Shape labeling records:
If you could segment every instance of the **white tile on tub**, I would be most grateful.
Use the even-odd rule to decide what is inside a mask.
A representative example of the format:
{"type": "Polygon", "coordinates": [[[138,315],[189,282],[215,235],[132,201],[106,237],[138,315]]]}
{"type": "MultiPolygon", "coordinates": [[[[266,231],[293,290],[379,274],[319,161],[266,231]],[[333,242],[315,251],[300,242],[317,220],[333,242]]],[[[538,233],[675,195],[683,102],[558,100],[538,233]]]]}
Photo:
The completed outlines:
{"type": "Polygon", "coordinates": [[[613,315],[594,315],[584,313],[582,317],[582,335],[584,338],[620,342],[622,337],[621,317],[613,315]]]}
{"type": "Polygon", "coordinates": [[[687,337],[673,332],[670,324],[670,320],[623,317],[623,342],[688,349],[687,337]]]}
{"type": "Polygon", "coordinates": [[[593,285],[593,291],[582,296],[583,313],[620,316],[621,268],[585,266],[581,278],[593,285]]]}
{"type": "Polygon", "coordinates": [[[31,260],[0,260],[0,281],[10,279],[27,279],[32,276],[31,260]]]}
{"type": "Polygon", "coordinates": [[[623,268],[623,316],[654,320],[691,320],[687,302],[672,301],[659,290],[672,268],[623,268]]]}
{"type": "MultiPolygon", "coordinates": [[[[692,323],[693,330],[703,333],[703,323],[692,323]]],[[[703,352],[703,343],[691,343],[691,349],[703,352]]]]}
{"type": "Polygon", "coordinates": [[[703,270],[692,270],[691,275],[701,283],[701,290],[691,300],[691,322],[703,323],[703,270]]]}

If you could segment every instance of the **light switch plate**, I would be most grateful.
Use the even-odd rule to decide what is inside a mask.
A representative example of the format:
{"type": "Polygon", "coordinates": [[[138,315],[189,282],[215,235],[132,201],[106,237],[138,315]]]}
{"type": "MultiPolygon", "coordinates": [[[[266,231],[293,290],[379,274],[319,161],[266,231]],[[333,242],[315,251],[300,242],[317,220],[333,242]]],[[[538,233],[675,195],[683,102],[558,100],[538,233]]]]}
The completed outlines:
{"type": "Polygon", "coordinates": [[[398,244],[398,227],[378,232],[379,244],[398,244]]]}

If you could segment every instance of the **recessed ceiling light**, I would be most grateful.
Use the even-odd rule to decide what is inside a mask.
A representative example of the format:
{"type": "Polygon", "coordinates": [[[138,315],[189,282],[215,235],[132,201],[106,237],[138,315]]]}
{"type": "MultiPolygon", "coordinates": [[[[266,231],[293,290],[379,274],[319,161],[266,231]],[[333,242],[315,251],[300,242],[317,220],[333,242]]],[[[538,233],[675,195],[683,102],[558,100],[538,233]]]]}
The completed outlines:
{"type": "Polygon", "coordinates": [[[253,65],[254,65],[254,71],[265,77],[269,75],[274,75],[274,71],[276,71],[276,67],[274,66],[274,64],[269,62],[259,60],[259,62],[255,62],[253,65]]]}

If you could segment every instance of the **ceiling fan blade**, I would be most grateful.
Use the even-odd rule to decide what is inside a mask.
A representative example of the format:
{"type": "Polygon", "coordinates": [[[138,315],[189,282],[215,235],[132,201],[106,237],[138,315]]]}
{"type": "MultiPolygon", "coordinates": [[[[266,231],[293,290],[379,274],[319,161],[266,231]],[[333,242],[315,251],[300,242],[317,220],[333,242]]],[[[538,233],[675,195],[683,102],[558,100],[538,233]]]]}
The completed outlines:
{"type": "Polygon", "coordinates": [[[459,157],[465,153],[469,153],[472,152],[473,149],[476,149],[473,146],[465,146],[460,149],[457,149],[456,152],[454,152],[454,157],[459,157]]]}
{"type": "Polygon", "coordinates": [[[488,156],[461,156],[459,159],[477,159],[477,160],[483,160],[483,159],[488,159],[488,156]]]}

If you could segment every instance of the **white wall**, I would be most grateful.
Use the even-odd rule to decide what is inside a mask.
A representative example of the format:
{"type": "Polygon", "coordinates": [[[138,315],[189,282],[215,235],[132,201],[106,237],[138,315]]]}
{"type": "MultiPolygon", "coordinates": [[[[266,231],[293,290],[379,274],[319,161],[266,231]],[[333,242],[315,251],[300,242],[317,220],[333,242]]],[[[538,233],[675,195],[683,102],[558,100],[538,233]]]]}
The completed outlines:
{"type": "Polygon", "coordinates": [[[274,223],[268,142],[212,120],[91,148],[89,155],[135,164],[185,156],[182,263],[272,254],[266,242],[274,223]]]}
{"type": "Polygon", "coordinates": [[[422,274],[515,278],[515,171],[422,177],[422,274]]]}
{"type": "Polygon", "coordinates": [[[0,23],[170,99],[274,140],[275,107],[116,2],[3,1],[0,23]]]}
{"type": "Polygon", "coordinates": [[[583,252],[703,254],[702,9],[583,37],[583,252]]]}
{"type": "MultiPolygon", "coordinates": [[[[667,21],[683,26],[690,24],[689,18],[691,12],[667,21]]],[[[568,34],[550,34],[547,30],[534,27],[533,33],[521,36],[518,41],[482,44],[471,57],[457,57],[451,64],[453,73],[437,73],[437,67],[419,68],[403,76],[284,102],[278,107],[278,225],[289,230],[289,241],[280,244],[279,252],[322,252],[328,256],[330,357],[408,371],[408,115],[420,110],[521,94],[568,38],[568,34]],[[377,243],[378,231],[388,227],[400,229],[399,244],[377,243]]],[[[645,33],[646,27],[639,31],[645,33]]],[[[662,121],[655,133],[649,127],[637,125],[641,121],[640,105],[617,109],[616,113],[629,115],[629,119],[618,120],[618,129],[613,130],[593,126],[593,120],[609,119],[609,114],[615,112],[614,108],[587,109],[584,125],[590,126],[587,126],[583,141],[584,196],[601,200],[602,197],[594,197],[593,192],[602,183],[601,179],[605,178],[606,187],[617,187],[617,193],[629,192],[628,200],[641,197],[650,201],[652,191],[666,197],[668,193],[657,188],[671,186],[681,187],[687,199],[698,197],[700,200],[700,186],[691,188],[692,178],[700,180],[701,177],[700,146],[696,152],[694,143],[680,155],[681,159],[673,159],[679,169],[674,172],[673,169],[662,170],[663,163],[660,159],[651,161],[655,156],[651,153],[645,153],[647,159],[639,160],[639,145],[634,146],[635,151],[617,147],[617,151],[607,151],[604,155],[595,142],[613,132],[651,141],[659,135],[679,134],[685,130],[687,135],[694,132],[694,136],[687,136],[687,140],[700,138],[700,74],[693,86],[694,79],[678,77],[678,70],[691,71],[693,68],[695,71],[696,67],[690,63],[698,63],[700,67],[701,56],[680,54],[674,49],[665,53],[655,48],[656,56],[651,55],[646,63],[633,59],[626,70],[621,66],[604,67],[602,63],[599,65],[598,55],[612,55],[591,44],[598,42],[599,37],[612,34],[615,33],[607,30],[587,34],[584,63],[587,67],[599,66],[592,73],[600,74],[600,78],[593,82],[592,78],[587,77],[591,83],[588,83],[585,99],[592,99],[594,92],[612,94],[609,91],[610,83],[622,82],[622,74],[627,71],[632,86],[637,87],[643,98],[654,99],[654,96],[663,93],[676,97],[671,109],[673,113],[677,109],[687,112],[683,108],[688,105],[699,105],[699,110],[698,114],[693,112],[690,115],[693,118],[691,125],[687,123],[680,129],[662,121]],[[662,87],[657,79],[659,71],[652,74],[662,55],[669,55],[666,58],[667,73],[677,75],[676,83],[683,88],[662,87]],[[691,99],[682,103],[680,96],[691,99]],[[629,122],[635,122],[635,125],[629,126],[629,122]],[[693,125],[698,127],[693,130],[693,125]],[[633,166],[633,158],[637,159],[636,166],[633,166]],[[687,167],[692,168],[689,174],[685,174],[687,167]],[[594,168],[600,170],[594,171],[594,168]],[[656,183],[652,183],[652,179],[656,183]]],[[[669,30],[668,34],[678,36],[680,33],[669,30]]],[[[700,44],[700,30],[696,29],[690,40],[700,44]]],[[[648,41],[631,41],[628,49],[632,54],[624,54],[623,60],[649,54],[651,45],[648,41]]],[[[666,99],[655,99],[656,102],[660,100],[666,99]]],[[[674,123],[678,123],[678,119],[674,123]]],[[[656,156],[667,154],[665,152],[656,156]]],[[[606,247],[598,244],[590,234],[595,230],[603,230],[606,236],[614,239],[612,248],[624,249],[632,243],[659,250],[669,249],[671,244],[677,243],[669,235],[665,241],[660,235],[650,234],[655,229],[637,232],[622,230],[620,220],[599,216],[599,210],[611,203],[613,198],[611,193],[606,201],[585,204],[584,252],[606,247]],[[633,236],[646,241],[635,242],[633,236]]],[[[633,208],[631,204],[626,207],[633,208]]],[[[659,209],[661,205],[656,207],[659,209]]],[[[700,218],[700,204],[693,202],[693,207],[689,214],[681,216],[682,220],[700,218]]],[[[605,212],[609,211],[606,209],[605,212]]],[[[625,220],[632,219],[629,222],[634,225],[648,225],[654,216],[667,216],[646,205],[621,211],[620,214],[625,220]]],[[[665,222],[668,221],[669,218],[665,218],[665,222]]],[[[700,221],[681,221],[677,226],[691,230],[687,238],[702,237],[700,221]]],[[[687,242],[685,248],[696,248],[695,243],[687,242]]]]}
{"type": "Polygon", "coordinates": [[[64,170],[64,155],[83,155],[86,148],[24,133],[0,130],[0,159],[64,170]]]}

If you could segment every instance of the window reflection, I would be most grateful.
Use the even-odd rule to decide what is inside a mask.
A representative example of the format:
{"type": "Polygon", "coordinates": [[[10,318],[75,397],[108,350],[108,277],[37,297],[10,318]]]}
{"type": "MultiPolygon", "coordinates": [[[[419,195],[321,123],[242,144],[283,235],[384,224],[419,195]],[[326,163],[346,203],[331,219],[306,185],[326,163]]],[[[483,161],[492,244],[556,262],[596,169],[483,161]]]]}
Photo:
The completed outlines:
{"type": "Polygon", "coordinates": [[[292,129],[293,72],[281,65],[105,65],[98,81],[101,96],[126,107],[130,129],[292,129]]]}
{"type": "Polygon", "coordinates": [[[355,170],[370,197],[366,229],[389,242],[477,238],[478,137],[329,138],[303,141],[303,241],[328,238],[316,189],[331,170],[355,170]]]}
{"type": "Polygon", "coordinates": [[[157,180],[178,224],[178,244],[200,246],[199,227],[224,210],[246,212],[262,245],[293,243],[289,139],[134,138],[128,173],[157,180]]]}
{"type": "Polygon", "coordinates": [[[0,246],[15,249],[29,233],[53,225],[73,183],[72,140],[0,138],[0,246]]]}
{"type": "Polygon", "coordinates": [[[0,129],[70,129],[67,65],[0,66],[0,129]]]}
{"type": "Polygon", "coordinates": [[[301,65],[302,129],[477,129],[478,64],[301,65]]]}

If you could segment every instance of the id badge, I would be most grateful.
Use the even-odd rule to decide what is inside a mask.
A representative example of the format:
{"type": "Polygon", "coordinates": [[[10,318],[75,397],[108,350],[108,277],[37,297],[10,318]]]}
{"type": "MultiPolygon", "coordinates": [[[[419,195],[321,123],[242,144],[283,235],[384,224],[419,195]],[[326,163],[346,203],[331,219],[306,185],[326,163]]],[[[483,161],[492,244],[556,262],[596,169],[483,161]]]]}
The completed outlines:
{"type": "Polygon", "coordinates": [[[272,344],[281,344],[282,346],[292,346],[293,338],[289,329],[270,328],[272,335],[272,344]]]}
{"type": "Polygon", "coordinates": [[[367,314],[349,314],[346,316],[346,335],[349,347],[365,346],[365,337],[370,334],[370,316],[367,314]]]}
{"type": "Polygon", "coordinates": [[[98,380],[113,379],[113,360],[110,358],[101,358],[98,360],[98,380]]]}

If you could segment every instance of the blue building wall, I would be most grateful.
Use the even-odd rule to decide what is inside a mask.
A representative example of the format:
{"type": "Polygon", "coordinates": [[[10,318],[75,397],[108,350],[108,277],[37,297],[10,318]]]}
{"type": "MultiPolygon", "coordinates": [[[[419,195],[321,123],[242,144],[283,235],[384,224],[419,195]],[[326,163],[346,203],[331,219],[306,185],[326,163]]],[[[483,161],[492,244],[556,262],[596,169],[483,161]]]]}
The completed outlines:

== TASK INSTRUCTIONS ==
Select each line of the items above that contains the word "ceiling", matching case exactly, and copy those lines out.

== CORRECT ANSWER ==
If you could segment every instance of the **recessed ceiling light**, I would be most grateful.
If you could segment every instance of the **ceiling fan blade**, I would be most grateful.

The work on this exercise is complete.